(Image point annotation entries)
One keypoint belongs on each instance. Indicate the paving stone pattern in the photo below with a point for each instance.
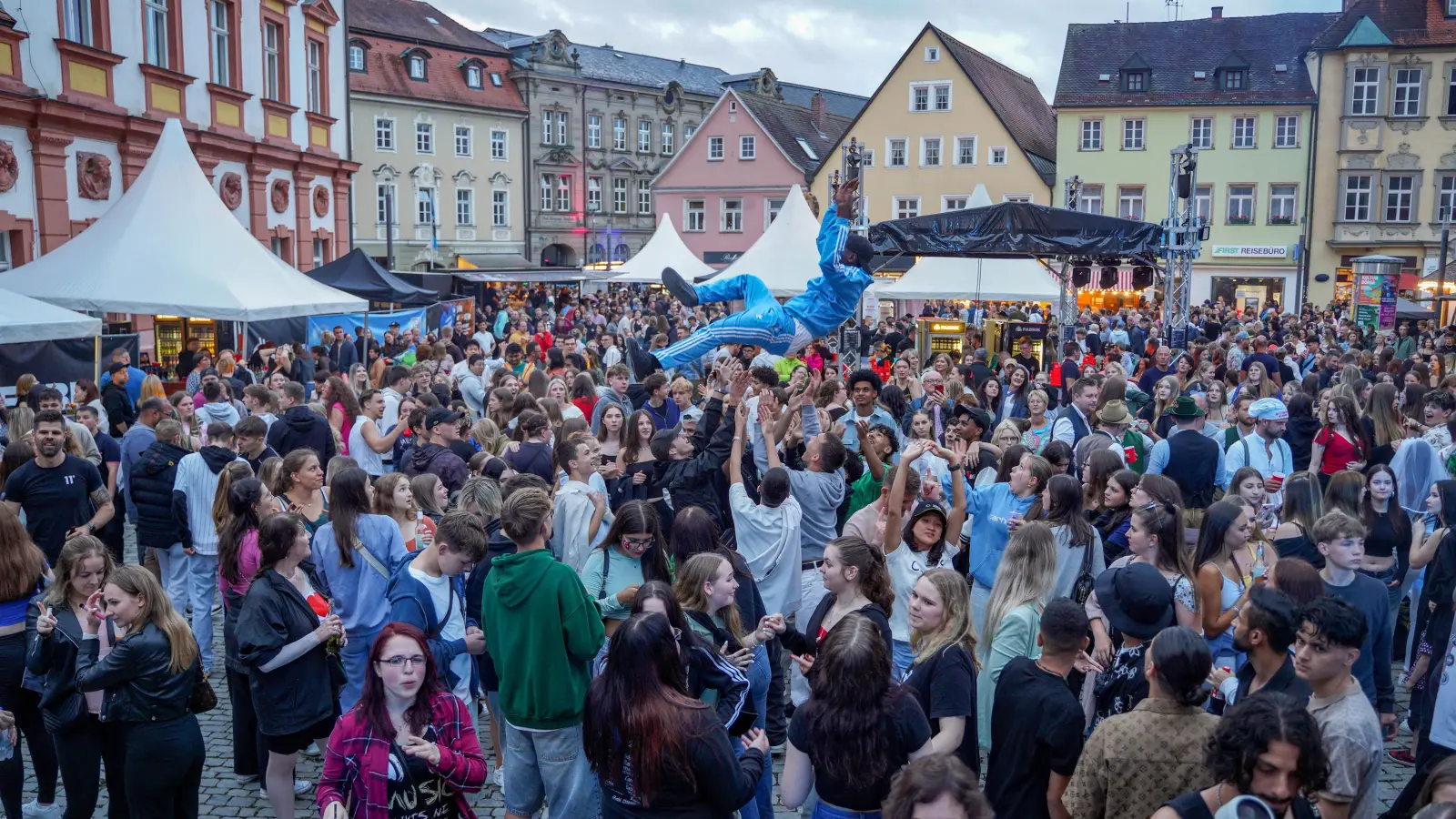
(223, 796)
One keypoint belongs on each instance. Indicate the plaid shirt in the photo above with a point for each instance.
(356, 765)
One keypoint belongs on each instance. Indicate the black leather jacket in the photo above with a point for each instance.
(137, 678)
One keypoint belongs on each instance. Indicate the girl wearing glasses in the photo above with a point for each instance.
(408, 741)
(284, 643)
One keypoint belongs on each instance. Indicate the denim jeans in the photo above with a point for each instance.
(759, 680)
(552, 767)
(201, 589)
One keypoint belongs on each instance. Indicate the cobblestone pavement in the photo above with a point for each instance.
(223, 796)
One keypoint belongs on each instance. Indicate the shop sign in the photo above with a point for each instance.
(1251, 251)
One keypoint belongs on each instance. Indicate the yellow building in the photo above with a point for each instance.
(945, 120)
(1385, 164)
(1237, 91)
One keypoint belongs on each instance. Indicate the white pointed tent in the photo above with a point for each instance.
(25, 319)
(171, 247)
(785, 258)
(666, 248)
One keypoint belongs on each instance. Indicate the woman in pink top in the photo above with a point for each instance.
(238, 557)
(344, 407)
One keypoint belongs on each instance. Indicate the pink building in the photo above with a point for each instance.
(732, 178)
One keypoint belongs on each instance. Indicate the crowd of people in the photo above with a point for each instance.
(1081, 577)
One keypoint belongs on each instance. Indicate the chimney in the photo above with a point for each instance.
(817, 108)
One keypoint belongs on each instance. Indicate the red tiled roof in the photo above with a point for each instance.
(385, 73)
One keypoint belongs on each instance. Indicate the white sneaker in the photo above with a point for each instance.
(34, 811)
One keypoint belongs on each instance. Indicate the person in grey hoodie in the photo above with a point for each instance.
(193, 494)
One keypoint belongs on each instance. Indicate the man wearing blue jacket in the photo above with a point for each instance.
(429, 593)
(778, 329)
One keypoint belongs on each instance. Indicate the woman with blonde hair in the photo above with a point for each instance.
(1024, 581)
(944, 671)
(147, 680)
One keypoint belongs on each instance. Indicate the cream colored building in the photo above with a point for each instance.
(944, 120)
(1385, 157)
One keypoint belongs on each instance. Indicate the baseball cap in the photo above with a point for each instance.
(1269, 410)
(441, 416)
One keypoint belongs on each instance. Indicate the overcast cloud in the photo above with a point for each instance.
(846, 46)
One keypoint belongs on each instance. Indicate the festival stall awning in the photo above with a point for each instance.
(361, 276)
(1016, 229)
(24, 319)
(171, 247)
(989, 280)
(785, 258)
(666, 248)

Exercise →
Write out only what runs from the line holding "One keypoint belongs on each instance. Indicate the pink" through the last line of the records, exactly as shown.

Written response →
One keypoint belongs on each instance. Indicate the pink building in the photo above with a point for each instance.
(732, 178)
One keypoint belongs on each instance. Indicate the crowd of people in the photo above with a point for each instance.
(1081, 577)
One keypoint belongs on each instance. Indicate the chimney in the photo above with a point for each instance.
(817, 108)
One keypoint belongs on each instance. Indicate the red tiled roof in the photo above with a point for each instance.
(385, 73)
One keypoint belongs on each instance. Indicate the white sneaker in the photo above with a point for each instance.
(34, 811)
One keypoint belongs on each instance. Indicate the person in grey hoodie in the photo above with a point for each instance.
(193, 494)
One keypoint belongs on each instance. Indicate the man wearing blue jacket in the photo above with a point for each instance.
(429, 593)
(778, 329)
One keypoint belongs on each instance. Indicate the woman with blonde hair in the photo above with a point for each instance.
(1024, 581)
(944, 671)
(147, 680)
One keypoint belongs on each instance. Indicate the cream colored building in the photo above with a point for each instance.
(944, 120)
(1385, 157)
One keypoint belongs on each instance. Indicate the baseball cap in the photo above with a point for each instance.
(1269, 410)
(441, 416)
One keypoint belongs on each instance. Indicate the overcast cloud in the photo above with a point for each instance.
(846, 46)
One keypoint belongs on each instance. Indicate the festival stall awning in the photo above with a point for each instance.
(361, 276)
(1016, 229)
(24, 319)
(171, 247)
(989, 280)
(785, 258)
(666, 248)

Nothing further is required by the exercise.